-- START Source passage --
MarAd gives green light to select marine highway projects.



By Chris Dupin


   Increasing general cargo volumes via short sea shipping, moving along the U.S. coasts or on inland waterways, has been long discussed.

   The Obama administration has been a proponent of the concept, using the term 'marine highway,' which was popularized by the Maritime Administration under President Bush.

   In August, the Transportation Department and MarAd designated several coastal areas and inland waterways as 'marine highway corridors,' and named eight projects eligible to compete for $7 million in funds to be allocated in the fiscal year ended Sept. 30.

   While that's a modest amount of money for some ambitious projects, advocates see the grants as a promising recognition of what they hope will become an important part of the U.S. transportation infrastructure.

   The August announcement resulted from the Energy Independence and Security Act of 2007, which directed the transportation secretary to 'designate short sea transportation routes as extensions of the surface transportation system to focus public and private efforts to use the waterways to relieve landside congestion along coastal corridors.'

   'I think this is terrific. We are looking forward to a program and a policy being established. That started with the 2007-2009 legislation. Now we have the first round of projects that have been reviewed and judged and grants that will flow,' said Paul H. Bea Jr., chairman of the Coastwise Coalition, a group advocating marine highway projects.
-- END Source passage --
-- START Source material --
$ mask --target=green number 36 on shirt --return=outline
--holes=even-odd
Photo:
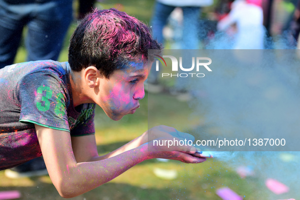
[[[42,96],[42,98],[40,102],[37,102],[37,108],[40,111],[47,111],[50,109],[50,103],[49,99],[52,96],[53,91],[50,88],[45,85],[41,85],[38,88],[37,92],[39,94],[43,94],[43,92],[46,91],[46,95]],[[64,105],[62,103],[61,99],[63,98],[63,95],[61,93],[58,93],[56,95],[56,103],[54,112],[56,115],[62,117],[65,113],[63,111]],[[44,102],[44,106],[42,105],[42,102]]]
-- END Source material --
## Stated goal A
Repeat everything in the marine highway article from "MarAd gives green" down to "ended Sept. 30.".
## Stated goal B
Finish out the next part of the article on MarAd's marine highway projects, continuing from the point where it stops.

## Task result A
MarAd gives green light to select marine highway projects.



By Chris Dupin


   Increasing general cargo volumes via short sea shipping, moving along the U.S. coasts or on inland waterways, has been long discussed.

   The Obama administration has been a proponent of the concept, using the term 'marine highway,' which was popularized by the Maritime Administration under President Bush.

   In August, the Transportation Department and MarAd designated several coastal areas and inland waterways as 'marine highway corridors,' and named eight projects eligible to compete for $7 million in funds to be allocated in the fiscal year ended Sept. 30.

## Task result B
Bea

   'This all represents a step toward what will be an active part of transportation policy and programs. It's a small start, and I'm not going to overstate it, but it is an important start,' Bea said.

   While the fiscal year 2011 budget does not have funding for marine highway projects, Bea was hopeful the 2012 budget would.

   One of the encouraging aspects of the program, he said, was the decision to include all sorts of marine projects ' passenger and cargo; long, medium and short-distance services; inland and coastal.

   In addition to choosing the eight projects as eligible to bid for the limited grant money, MarAd also singled out a half-dozen other projects as initiatives that it said were 'not to the point of proposing specific services and routes,' but 'offer promise of potential in the future.'

   'I'm very pleased that there is some real action going on and that some money is going to come forward,' agreed Mark Yonge, a managing member of Maritime Transport & Logistics Advisors and vice chairman of the Marine Highways Cooperative.

   Transportation Secretary Ray LaHood 'has been strongly behind marine highways and he has really stuck to it,' Yonge said.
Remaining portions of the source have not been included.